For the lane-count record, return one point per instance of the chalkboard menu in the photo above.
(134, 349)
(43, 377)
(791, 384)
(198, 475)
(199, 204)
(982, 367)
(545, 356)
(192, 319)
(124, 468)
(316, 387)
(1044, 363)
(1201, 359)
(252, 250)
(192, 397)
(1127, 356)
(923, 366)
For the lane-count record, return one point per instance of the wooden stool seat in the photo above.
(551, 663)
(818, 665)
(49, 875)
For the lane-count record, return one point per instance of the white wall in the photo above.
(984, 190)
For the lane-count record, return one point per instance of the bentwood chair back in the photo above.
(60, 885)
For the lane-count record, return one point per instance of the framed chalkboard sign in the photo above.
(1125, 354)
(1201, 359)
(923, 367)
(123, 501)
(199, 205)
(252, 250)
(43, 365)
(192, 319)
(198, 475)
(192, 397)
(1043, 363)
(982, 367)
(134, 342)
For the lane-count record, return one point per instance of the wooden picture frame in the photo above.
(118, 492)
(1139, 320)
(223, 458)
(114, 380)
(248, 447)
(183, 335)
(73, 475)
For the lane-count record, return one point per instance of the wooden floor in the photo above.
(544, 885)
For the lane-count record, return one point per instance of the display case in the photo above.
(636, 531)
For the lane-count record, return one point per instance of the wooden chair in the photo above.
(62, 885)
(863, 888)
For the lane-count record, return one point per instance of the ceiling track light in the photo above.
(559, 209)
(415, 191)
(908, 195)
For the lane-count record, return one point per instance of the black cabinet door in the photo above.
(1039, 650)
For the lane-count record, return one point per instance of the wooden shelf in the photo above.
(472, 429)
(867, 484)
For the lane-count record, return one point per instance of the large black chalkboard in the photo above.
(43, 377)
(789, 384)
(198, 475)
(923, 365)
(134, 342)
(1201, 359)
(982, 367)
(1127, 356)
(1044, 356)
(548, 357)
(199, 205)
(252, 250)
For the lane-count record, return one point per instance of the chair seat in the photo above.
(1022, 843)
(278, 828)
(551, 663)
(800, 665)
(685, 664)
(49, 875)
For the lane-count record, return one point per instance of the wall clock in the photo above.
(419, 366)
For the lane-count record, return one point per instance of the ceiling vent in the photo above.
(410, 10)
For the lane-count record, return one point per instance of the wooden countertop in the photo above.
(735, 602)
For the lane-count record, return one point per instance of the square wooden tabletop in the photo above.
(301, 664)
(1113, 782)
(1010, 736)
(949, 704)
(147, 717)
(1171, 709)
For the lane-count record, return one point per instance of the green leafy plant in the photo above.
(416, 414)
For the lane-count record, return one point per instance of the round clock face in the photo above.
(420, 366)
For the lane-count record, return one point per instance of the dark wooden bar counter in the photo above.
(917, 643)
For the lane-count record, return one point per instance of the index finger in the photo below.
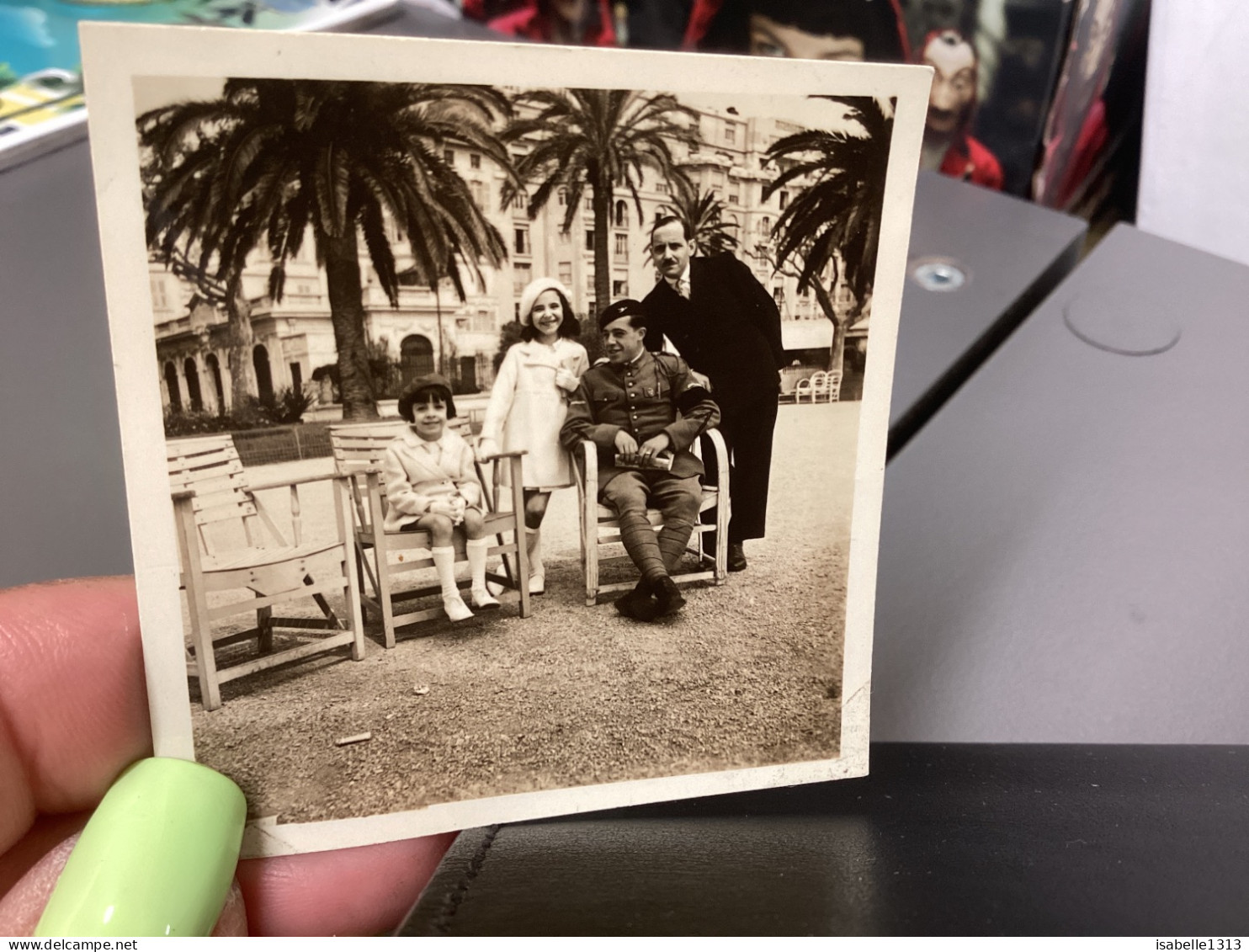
(72, 699)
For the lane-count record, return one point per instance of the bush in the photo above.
(283, 409)
(286, 407)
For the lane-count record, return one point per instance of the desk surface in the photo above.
(968, 840)
(62, 503)
(56, 356)
(1011, 254)
(1063, 546)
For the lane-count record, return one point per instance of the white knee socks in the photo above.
(476, 550)
(537, 572)
(445, 565)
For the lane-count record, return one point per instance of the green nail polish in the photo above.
(157, 859)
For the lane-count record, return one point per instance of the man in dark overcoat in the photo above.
(727, 327)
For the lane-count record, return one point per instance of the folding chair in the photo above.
(600, 528)
(835, 386)
(358, 451)
(215, 510)
(820, 386)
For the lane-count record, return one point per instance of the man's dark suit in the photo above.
(730, 330)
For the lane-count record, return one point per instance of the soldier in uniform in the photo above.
(642, 412)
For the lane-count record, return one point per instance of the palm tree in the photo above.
(702, 213)
(601, 138)
(833, 224)
(273, 159)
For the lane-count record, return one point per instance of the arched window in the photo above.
(263, 377)
(215, 373)
(175, 395)
(415, 358)
(193, 385)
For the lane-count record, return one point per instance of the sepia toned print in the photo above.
(416, 334)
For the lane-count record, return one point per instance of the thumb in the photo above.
(24, 903)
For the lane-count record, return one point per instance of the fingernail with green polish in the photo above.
(157, 859)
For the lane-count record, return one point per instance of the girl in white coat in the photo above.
(529, 400)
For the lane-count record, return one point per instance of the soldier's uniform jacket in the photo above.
(655, 394)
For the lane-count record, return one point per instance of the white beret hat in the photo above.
(536, 288)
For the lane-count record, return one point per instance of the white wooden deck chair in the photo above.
(835, 386)
(820, 386)
(598, 525)
(358, 453)
(230, 542)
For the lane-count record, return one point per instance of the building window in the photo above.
(160, 299)
(215, 373)
(521, 276)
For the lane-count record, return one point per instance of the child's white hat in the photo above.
(536, 288)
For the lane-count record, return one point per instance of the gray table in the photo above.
(1009, 255)
(62, 506)
(1065, 546)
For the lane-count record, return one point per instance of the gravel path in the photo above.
(747, 675)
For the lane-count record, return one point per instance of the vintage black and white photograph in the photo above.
(496, 433)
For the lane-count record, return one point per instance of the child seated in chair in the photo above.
(431, 487)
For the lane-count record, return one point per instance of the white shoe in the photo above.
(482, 598)
(454, 608)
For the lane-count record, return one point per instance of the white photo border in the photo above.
(114, 56)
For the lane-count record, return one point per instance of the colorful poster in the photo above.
(40, 72)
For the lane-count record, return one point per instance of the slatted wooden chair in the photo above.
(230, 542)
(600, 528)
(820, 386)
(835, 386)
(358, 453)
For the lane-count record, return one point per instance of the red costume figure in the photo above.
(586, 23)
(847, 30)
(1076, 130)
(949, 145)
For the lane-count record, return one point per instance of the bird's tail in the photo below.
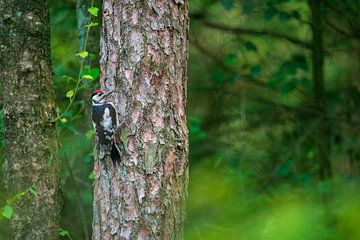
(115, 154)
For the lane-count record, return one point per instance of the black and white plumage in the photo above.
(105, 122)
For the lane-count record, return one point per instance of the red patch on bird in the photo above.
(99, 91)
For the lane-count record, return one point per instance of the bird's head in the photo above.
(99, 96)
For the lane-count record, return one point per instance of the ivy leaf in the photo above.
(83, 54)
(91, 176)
(89, 134)
(255, 70)
(33, 190)
(7, 211)
(70, 93)
(227, 4)
(89, 77)
(92, 24)
(63, 232)
(93, 11)
(230, 59)
(93, 72)
(250, 46)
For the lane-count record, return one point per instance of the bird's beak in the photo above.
(106, 94)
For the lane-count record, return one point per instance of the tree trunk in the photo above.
(29, 105)
(323, 135)
(144, 59)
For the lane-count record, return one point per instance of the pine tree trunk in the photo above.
(29, 104)
(144, 59)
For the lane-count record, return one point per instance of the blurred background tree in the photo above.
(273, 112)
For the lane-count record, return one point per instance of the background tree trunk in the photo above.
(144, 58)
(29, 104)
(323, 134)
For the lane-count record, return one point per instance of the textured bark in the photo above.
(144, 58)
(29, 104)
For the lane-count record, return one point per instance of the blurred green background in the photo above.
(254, 120)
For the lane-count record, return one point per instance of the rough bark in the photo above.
(144, 58)
(29, 104)
(323, 135)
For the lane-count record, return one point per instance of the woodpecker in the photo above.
(105, 122)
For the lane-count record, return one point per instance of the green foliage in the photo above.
(83, 54)
(227, 4)
(64, 233)
(7, 211)
(93, 11)
(252, 120)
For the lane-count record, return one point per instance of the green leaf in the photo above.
(63, 232)
(91, 176)
(86, 76)
(227, 4)
(230, 59)
(33, 190)
(89, 134)
(83, 54)
(92, 24)
(93, 11)
(7, 211)
(70, 93)
(250, 46)
(255, 70)
(94, 72)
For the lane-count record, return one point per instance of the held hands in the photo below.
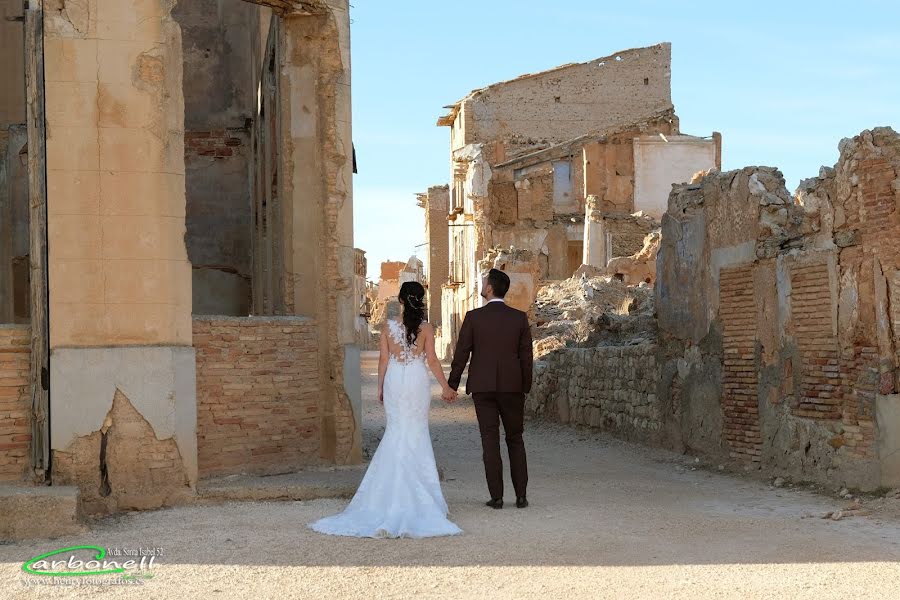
○ ○ ○ ○
• **Directions for this task**
Each record above must be set down again unchanged, with its pictures left out.

• **Completed exercise**
For the lane-count record, return one point per instance of the chalkboard menu in the photo above.
(134, 349)
(43, 377)
(791, 384)
(198, 475)
(199, 204)
(982, 367)
(545, 356)
(192, 319)
(124, 468)
(316, 387)
(1044, 363)
(1201, 359)
(252, 250)
(192, 397)
(1127, 356)
(923, 366)
For the lane-count record, return one point per instance of the wooden stool seat in the photo above.
(551, 663)
(818, 665)
(49, 875)
For the lane-count record, return one point per instance of the white wall in the photo above.
(984, 190)
For the lane-count record, return one point per instance of the bentwood chair back in the photo above.
(60, 885)
For the lane-count record, return one point per instance of the framed chalkboard sign in the photo above.
(1125, 354)
(1201, 359)
(923, 367)
(123, 501)
(199, 205)
(252, 250)
(43, 365)
(192, 319)
(198, 475)
(192, 397)
(1043, 363)
(982, 367)
(134, 342)
For the lane-count record, return one point per instance of the wooden picture frame in the photo above.
(118, 492)
(1139, 320)
(223, 458)
(114, 380)
(248, 447)
(183, 335)
(73, 475)
For the lane-count record, return one point per instance of the wooden floor in the photo above.
(544, 885)
For the lane-count record, return one point per instance of the display case in the photo above.
(636, 531)
For the lane-count record, return one point per instance of the wooden chair in the photo above.
(62, 885)
(863, 888)
For the lane-count record, return one point per instance of the ceiling track light in the photo above.
(559, 209)
(415, 191)
(908, 195)
For the lane-count record, return one point per instance of the black cabinet door in the photo above.
(1039, 650)
For the lane-count record, return one point per instance of the wooden shelf in the photo above.
(472, 429)
(867, 484)
For the lane-count record, return one point per instance of the large black chalkboard in the photo above.
(43, 377)
(789, 384)
(198, 475)
(923, 365)
(134, 342)
(1201, 359)
(982, 367)
(1127, 356)
(1044, 356)
(548, 357)
(199, 205)
(252, 250)
For the lane-count record, return one point per instance of the chair seat in the photo above.
(1022, 843)
(278, 828)
(551, 663)
(800, 665)
(685, 664)
(49, 875)
For the lane-count record, return one point per instance of the wall clock in the photo above.
(419, 366)
For the lane-count record, return one point per instance of the ceiling vent in the photo above.
(410, 10)
For the lane-count record, return one point per instance of the wooden countertop in the photo above.
(735, 602)
For the lane-count record, return one point per instance of the square wooden tabletop in the photo above.
(301, 664)
(1113, 782)
(1010, 736)
(949, 704)
(147, 717)
(1171, 709)
For the lane-count record, return one point per instance of the green leafy plant in the photo above.
(416, 414)
For the lane-count record, return one point per instance of the round clock face in the photo above.
(420, 366)
For the lane-count record, return one point per instance of the dark wooden bar counter in the photo above.
(917, 643)
For the lane-count record, return one point per instance of the index finger in the photo below.
(72, 699)
For the lane-count record, return one point per instance of the bush in the photo above.
(283, 409)
(286, 407)
For the lane-count record, return one point per instance of the desk surface in the photo above.
(968, 840)
(62, 503)
(56, 356)
(1011, 254)
(1063, 546)
For the lane-count record, return one point per instance of the white knee socks in the photo above.
(476, 550)
(537, 572)
(445, 565)
For the lane-count record, return one point per instance of the green nail polish in the photo above.
(157, 859)
For the lane-count record, return one point per instance of the man in dark overcoat in the photo above.
(727, 327)
For the lane-count record, return one point per instance of the folding chair in the photo above.
(600, 528)
(835, 386)
(358, 451)
(215, 510)
(820, 386)
For the lane-count record, return one point per instance of the man's dark suit in the photo above.
(730, 330)
For the lane-count record, return one point per instance of the soldier in uniform in the photo above.
(642, 412)
For the lane-count record, return one point per instance of the palm tree in the photo above.
(702, 213)
(601, 138)
(833, 224)
(273, 159)
For the lane-count record, return one point per instance of the arched window in the photo above.
(263, 377)
(215, 373)
(175, 395)
(415, 358)
(193, 385)
For the lane-count record, return one point per instance of the sepia toned print in the photo above.
(416, 334)
For the lane-count record, return one point per instance of the thumb in the photo above.
(24, 903)
For the lane-count record, return one point per instance of the fingernail with green polish in the photo above.
(157, 859)
For the lane-count record, return one point per instance of the girl in white coat in the photo above.
(529, 400)
For the lane-count record, return one point per instance of the soldier's uniform jacket in the photo above.
(655, 394)
For the lane-count record, return one point per instance of the white beret hat in the photo above.
(536, 288)
For the lane-count record, return one point per instance of the white wooden deck chair in the photo above.
(835, 386)
(820, 386)
(598, 525)
(358, 453)
(230, 542)
For the lane-count record, return one point per instance of the building window in the photo above.
(160, 299)
(215, 373)
(521, 276)
For the lane-count record, return one point per instance of the child's white hat in the photo above.
(536, 288)
For the lane-count record, return one point per instance of the gray table in the photo above.
(1009, 255)
(62, 506)
(1065, 546)
For the lane-count record, return one point per instance of the gravel path in the photo above.
(747, 675)
For the lane-count record, return one point per instance of the vintage black and white photograph in the photo above.
(496, 433)
For the lane-count record, return one point per instance of the child seated in chair in the photo above.
(431, 487)
For the lane-count record, return one point per instance of the white shoe in the photo above.
(482, 598)
(454, 608)
For the lane-count record, return one point per instance of the white photo border in the photo above.
(114, 56)
For the lane-count record, return one point per instance of the colorful poster in the photo above.
(40, 72)
For the lane-count record, return one point per instance of the slatted wooden chair in the photo above.
(230, 542)
(600, 528)
(820, 386)
(835, 386)
(358, 453)
For the lane-count record, return one point per instance of the red costume figure in the photo above.
(586, 23)
(847, 30)
(1076, 130)
(949, 145)
For the lane-count record, return one point per instance of the bird's tail in the photo below.
(115, 154)
For the lane-count record, return one point per instance of the black and white plumage in the photo above.
(105, 122)
For the lane-count record, return one point per instance of the red patch on bird in the photo above.
(99, 91)
For the lane-count record, return one point per instance of the bird's head in the photo above.
(99, 96)
For the lane-count record, return one point per instance of the ivy leaf in the photo above.
(83, 54)
(91, 176)
(89, 134)
(255, 70)
(33, 190)
(7, 211)
(70, 93)
(227, 4)
(89, 77)
(92, 24)
(63, 232)
(93, 11)
(230, 59)
(93, 72)
(250, 46)
For the lane-count record, return one point per instance of the bird's beak in the photo above.
(106, 94)
For the lane-count record, return one point per instance of the tree trunk in the photo above.
(29, 105)
(323, 135)
(144, 59)
For the lane-count record, return one point per instance of the pine tree trunk in the photo above.
(29, 104)
(144, 59)
For the lane-count record, return one point per instance of the blurred background tree in the photo above.
(273, 112)
For the lane-count record, return one point per instance of the background tree trunk in the photo above.
(144, 58)
(29, 104)
(323, 134)
For the lane-count record, return one point per instance of the textured bark in the photo above.
(144, 58)
(29, 104)
For the lane-count record, return one point per instance of the blurred green background in the photo above.
(254, 120)
For the lane-count record, return one point per instance of the rough bark in the photo above.
(144, 58)
(29, 104)
(323, 135)
For the lane-count record, return one point per instance of the woodpecker in the photo above.
(105, 122)
For the lane-count record, return one point per instance of the green foliage in the photo above.
(83, 54)
(227, 4)
(64, 233)
(7, 211)
(93, 11)
(252, 120)
For the lane-count record, return one point per instance of the green leaf in the photo above.
(63, 232)
(91, 176)
(86, 76)
(227, 4)
(230, 59)
(33, 190)
(89, 134)
(83, 54)
(92, 24)
(93, 11)
(7, 211)
(70, 93)
(250, 46)
(255, 70)
(94, 72)
For the lane-count record, return one point per instance of the held hands in the photo below.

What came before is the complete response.